» **WHAT TO PRODUCE**
Every entry, exactly as given, must be retyped.

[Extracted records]
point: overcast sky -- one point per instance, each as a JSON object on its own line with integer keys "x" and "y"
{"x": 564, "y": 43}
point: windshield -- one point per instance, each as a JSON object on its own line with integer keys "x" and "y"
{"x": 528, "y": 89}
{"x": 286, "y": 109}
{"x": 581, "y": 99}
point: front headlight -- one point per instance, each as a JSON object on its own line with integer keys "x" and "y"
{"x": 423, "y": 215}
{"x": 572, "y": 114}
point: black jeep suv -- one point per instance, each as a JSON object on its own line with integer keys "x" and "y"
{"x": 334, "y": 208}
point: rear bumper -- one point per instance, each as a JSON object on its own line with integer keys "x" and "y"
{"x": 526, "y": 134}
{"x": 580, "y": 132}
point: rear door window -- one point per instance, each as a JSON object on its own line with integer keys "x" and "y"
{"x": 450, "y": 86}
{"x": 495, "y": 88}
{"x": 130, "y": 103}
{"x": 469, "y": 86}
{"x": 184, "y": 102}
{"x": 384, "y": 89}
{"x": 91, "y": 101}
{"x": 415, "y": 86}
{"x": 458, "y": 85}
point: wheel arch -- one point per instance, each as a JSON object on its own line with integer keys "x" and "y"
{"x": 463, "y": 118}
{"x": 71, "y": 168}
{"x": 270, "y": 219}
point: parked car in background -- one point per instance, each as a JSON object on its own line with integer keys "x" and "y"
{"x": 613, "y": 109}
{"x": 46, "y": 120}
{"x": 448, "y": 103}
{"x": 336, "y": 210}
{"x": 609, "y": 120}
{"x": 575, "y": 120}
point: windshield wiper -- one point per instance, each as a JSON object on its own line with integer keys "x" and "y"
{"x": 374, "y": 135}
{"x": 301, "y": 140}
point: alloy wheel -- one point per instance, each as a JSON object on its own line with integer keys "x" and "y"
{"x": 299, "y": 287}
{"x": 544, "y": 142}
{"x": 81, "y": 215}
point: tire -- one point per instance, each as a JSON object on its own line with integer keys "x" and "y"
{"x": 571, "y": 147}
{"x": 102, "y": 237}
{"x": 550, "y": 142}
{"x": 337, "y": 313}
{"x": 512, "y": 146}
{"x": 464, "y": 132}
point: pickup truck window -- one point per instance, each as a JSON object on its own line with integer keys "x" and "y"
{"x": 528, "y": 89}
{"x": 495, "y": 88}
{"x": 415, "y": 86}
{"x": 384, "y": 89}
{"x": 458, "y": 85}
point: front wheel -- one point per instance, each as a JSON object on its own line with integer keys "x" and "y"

» **ANSWER SECTION**
point: overcast sky -- one point per instance, each as a JSON object on its own line with integer keys "x" and "y"
{"x": 564, "y": 43}
point: windshield -- one point per instance, each as a JSON object on its own line with integer keys "x" and "y"
{"x": 528, "y": 89}
{"x": 286, "y": 109}
{"x": 581, "y": 99}
point: front headlight -- one point per instance, each as a JSON object on its own line with integer keys "x" and "y"
{"x": 423, "y": 215}
{"x": 572, "y": 114}
point: black jeep suv -- one point per instance, each as a JSON object on its own line with integer keys "x" and "y"
{"x": 334, "y": 208}
point: rear bumper -- one point per instance, each as a JSON object on its own line with integer keys "x" and "y"
{"x": 526, "y": 134}
{"x": 580, "y": 132}
point: rear door window -- one point per instance, each as a JSON object on its own line with integer keys "x" and "y"
{"x": 450, "y": 86}
{"x": 495, "y": 88}
{"x": 130, "y": 103}
{"x": 469, "y": 86}
{"x": 184, "y": 102}
{"x": 384, "y": 89}
{"x": 91, "y": 101}
{"x": 415, "y": 86}
{"x": 458, "y": 85}
point: wheel arch -- one point per instance, each as a JSON object on its own line with integer keys "x" and "y"
{"x": 463, "y": 118}
{"x": 71, "y": 168}
{"x": 270, "y": 219}
point: parked car in background -- one point per instance, each as a JSON object on its own line with integer keys "x" and "y"
{"x": 613, "y": 109}
{"x": 46, "y": 120}
{"x": 448, "y": 103}
{"x": 336, "y": 210}
{"x": 609, "y": 120}
{"x": 575, "y": 120}
point: windshield wiper -- one point per instance, each as a JSON object on its own line with integer keys "x" and "y"
{"x": 374, "y": 135}
{"x": 301, "y": 140}
point: alloy wheel -- one point per instance, each as a JSON object on its own line with integer keys "x" and "y"
{"x": 299, "y": 287}
{"x": 544, "y": 142}
{"x": 81, "y": 215}
point: tire -- one point per instance, each as a JSON object on its own line with integer keys "x" and "y"
{"x": 571, "y": 147}
{"x": 102, "y": 237}
{"x": 550, "y": 142}
{"x": 337, "y": 313}
{"x": 512, "y": 146}
{"x": 464, "y": 132}
point: pickup truck window -- one point per instance, each as a JSON object on its own line with integer keys "x" and "y"
{"x": 528, "y": 89}
{"x": 495, "y": 88}
{"x": 415, "y": 86}
{"x": 384, "y": 89}
{"x": 458, "y": 85}
point: front wheel -- one point per instance, each as a JSON object on its own line with integer keys "x" and "y"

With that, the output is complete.